**WORK REQUIRED:**
Please edit the data below by replacing "pine tree" with "fir tree" and leaving everything else the same.

Dataset excerpt:
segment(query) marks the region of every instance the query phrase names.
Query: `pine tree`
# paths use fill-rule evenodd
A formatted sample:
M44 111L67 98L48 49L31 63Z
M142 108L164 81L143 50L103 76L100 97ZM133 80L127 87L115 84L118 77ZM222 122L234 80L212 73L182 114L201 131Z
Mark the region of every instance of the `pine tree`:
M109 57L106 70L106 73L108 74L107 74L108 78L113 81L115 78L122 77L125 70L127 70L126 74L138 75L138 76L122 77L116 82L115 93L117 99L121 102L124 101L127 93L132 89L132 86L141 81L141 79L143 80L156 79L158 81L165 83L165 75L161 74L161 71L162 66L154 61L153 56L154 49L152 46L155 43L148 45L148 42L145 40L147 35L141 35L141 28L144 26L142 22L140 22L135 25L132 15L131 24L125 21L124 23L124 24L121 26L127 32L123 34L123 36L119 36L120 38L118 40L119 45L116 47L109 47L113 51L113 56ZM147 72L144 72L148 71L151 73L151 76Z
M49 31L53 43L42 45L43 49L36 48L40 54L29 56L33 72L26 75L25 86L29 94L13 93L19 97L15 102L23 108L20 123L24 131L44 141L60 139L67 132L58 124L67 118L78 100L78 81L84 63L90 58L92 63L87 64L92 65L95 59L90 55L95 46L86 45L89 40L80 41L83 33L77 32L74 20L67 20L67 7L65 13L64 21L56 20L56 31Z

**THE SOLUTION:**
segment(query) marks the region of every instance the query phrase names.
Query: `fir tree`
# paths use fill-rule evenodd
A formatted sample:
M44 111L67 98L48 49L31 63Z
M142 108L164 81L143 50L103 76L100 97ZM133 80L127 87L115 84L118 77ZM222 122L234 80L212 73L182 114L201 131Z
Mark the region of every instance of the `fir tree`:
M109 57L106 70L106 73L108 74L107 74L108 78L113 81L115 78L122 77L125 70L127 70L126 74L138 75L138 76L122 77L116 82L115 93L117 99L121 102L124 101L127 93L132 89L132 86L141 81L141 79L143 80L156 79L158 81L165 83L165 75L161 74L161 71L162 66L154 61L153 56L154 49L152 46L155 43L148 45L148 42L145 40L147 35L141 35L141 28L144 26L142 22L140 22L135 25L132 15L131 24L125 21L124 23L124 24L121 26L127 32L123 34L123 36L119 36L120 38L118 40L119 45L116 47L109 47L113 51L113 56ZM147 72L144 72L148 71L151 73L151 76Z
M49 31L53 43L42 45L43 49L36 48L40 54L29 56L33 72L26 75L25 86L29 94L13 93L19 97L15 102L23 108L20 123L24 131L44 141L60 139L67 132L58 124L67 118L78 100L78 81L84 63L90 58L92 63L87 64L92 65L95 59L90 55L95 46L86 45L89 40L80 41L83 33L77 32L74 20L67 20L67 7L65 13L64 21L56 20L56 31Z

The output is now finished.